Many brought heated words and emotions to a public meeting condemning proposed changes to the specialized high school admissions policy at the Flushing Library on Sunday. They support the existing system, under which a student’s score on a single multiple choice test determines his or her ranking and acceptance into one of the eight elite schools.
Two bills, at least one motivated by the desire to address the racial disparity between the students at these schools and the city’s overall population by changing the admissions criteria, were introduced in the state legislative session that just ended. Neither passed, but they could be brought up again in the next session.
African American and Hispanic students make up about 70 percent of the city’s students, but only 3 to 5 percent of enrollment at the specialized high schools. Many of the attendees at Sunday’s meetings were concerned about the fact that many of the elected officials have issues with the high numbers of Asian and Asian American students, about 70 percent, enrolled in the specialized high schools.
The only one of them in this borough is Queens High School for the Sciences at York College. Townsend Harris, though elite, has a different admissions procedure and is not counted among the eight that the bills targeted.
At the Flushing meeting, current students, recent graduates and parents applauded the existing system as the fairest, most objective way to determine who gets in, particularly for recent immigrants. City Councilman Peter Koo (D-Flushing) was on hand to show his support.
“A written exam is the most unbiased thing in the world,” said a man who identified himself only as Joe, a firefighter who graduated from Bronx Science in 1997. When you sit down and take an exam, that piece of paper does not ask where you’re from, how much you make, and how hard you’ve worked up to that point. If you do well, you get in; it’s the fairest thing in the world.”
“I feel offended that they call us testing robots because we’re not just testing robots, we’re so much more,” said Julienne Zhou a recent graduate of Brooklyn Tech. “We’re full, rounded human beings, and when I applied to Brooklyn Tech I did not take any prep classes; I did not pay for any prep classes either.”
Zhou said that it is unlikely that someone who does not excel on the Specialized High School Admissions Test will be able to handle the course load and schoolwork over the four years. “If it wasn’t for my own hard work, I probably wouldn’t have graduated,” Zhou said.
One mother of a student at Bronx Science said her children gave up their summers, five days a week, eight hours a day, to study. Then at the beginning of the school year, they attended classes for nine hours on the weekend to study for the exam, not including the homework for those classes.
“Do not compare our children to children who are having a great time because our children are giving up their time and giving up their childhood and working toward something better,” she said.
The parents associations of Bronx Science, Brooklyn Tech and Stuyvesant promptly issued statements decrying the changes and a change.org petition received about 5,000 signatures within a few days. The statements instead support improving middle schools, increasing access to tutoring and administering the SHSAT to all eighth-graders during the school day, rather than requiring students to register and take the test on the weekend.

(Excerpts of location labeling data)
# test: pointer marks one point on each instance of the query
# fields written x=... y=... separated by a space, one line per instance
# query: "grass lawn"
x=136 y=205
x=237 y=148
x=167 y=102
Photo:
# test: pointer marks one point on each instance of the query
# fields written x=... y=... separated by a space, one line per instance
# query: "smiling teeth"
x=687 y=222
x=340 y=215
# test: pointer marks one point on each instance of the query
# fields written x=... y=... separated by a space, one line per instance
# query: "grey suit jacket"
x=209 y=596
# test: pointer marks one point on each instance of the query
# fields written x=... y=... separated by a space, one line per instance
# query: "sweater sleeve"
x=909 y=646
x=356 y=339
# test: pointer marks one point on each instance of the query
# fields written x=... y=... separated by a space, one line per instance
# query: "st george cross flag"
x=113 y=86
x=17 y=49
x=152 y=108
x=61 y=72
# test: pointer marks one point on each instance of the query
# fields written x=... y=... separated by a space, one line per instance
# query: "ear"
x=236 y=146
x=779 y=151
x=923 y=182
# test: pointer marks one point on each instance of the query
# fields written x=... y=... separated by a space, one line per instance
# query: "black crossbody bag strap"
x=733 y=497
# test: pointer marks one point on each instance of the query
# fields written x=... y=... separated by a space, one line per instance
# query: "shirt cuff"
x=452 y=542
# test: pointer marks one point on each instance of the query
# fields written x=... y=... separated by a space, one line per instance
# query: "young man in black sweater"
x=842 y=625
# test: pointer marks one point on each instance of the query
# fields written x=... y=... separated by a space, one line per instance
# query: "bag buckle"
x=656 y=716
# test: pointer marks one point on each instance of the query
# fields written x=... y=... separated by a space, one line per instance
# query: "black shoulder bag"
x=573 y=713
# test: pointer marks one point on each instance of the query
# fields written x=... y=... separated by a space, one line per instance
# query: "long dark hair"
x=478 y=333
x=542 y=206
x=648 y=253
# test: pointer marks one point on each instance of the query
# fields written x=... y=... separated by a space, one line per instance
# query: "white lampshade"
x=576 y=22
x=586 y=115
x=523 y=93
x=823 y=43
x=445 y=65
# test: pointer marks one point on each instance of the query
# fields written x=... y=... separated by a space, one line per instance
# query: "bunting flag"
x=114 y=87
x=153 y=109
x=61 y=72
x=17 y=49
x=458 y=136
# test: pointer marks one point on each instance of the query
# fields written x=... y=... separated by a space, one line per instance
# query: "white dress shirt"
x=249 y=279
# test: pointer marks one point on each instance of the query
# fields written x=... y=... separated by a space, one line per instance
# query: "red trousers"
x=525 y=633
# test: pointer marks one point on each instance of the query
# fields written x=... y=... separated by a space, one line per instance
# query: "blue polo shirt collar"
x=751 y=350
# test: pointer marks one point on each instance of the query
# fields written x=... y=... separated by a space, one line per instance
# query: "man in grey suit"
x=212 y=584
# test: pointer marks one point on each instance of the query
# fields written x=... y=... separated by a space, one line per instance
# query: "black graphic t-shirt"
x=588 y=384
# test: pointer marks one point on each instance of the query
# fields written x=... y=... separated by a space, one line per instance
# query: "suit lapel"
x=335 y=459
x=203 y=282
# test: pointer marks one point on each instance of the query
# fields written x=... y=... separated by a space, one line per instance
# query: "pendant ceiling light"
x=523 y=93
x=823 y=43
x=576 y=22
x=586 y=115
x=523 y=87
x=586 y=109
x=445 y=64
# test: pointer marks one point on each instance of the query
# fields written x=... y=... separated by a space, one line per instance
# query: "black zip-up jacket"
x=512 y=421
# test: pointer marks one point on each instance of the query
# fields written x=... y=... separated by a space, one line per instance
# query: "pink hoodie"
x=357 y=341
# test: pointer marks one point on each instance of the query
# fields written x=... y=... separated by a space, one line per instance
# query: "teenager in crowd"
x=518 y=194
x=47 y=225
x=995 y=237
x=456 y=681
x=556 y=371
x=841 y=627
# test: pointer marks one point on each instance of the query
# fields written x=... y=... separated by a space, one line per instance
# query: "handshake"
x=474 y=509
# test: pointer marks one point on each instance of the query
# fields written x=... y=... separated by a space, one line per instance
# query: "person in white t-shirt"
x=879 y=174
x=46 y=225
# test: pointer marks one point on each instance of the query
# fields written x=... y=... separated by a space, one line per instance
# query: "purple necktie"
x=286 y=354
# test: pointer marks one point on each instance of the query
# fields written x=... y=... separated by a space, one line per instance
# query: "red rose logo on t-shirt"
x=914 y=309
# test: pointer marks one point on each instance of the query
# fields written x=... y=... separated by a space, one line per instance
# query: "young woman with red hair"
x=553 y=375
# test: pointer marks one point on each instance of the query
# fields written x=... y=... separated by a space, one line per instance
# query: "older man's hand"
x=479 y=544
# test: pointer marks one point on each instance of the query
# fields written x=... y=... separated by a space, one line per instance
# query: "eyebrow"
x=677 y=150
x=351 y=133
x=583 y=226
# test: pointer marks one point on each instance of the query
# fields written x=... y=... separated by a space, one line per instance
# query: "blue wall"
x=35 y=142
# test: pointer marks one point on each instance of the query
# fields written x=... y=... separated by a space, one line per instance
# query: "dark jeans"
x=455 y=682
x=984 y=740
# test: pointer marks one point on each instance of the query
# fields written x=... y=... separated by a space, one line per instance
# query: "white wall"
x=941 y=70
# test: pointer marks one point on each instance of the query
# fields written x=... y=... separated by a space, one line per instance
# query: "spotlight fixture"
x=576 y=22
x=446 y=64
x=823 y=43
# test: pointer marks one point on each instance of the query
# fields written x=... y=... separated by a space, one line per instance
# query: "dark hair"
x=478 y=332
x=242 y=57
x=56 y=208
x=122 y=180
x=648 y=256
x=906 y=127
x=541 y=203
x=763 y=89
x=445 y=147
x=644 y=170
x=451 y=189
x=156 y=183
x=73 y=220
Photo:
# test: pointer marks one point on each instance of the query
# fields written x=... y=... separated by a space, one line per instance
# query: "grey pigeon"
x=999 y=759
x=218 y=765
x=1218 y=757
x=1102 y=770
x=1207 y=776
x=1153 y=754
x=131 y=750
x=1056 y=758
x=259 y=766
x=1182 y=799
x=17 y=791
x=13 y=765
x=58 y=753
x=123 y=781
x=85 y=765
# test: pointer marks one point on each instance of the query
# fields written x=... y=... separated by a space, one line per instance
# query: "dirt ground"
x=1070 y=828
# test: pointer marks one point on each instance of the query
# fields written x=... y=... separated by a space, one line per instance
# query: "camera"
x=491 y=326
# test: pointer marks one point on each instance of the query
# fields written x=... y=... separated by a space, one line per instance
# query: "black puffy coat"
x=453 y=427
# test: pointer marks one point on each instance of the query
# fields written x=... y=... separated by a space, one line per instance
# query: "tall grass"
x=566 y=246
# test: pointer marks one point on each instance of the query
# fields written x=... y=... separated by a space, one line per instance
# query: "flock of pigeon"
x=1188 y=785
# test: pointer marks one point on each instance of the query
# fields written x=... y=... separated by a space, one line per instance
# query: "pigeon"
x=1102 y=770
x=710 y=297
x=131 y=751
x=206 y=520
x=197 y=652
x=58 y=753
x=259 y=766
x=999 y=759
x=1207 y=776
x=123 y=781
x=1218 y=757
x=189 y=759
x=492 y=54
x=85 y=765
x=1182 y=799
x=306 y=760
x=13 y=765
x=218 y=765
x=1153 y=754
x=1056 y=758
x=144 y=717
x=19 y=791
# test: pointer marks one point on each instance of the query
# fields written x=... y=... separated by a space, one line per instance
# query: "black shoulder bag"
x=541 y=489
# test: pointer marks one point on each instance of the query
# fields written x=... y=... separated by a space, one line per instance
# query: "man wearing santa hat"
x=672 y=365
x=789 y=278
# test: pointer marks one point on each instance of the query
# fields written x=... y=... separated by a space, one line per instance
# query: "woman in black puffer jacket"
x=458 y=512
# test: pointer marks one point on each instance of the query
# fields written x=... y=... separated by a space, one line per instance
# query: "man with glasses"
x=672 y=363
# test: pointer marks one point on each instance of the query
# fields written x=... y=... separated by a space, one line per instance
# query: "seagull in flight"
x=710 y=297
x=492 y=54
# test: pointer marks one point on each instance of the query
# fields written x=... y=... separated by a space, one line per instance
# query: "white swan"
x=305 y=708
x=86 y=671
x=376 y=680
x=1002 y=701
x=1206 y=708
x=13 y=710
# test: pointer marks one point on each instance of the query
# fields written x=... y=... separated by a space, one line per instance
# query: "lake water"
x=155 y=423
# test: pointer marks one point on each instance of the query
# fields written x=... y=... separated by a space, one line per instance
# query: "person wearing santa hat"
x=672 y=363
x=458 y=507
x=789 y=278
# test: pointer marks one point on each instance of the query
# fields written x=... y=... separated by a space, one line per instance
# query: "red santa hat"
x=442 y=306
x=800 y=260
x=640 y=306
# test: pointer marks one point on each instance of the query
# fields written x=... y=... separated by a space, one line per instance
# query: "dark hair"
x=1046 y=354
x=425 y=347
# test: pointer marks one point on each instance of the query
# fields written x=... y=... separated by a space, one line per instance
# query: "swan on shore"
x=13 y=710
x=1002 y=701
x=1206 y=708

WHAT TO DO:
#1 According to the admissions article, why does the firefighter who graduated from Bronx Science consider a written exam unbiased? Answer in one to three sentences.
#2 Answer each of these questions from the admissions article:
(a) What share of the city's students are African American and Hispanic?
(b) Which of the eight specialized high schools is in this borough?
(c) About how many signatures did the change.org petition receive within a few days?
#3 Repeat everything in the admissions article from "African American and" down to "in the specialized high schools.".
Rely only on the admissions article when you answer.

TASK-BY-TASK RESULTS:
#1 He says that when you sit down to take the exam, the paper does not ask where you're from, how much you make or how hard you've worked up to that point. Doing well is what gets you in, which he calls the fairest thing in the world.

#2
(a) About 70 percent.
(b) Queens High School for the Sciences at York College.
(c) About 5,000.

#3
African American and Hispanic students make up about 70 percent of the city’s students, but only 3 to 5 percent of enrollment at the specialized high schools. Many of the attendees at Sunday’s meetings were concerned about the fact that many of the elected officials have issues with the high numbers of Asian and Asian American students, about 70 percent, enrolled in the specialized high schools.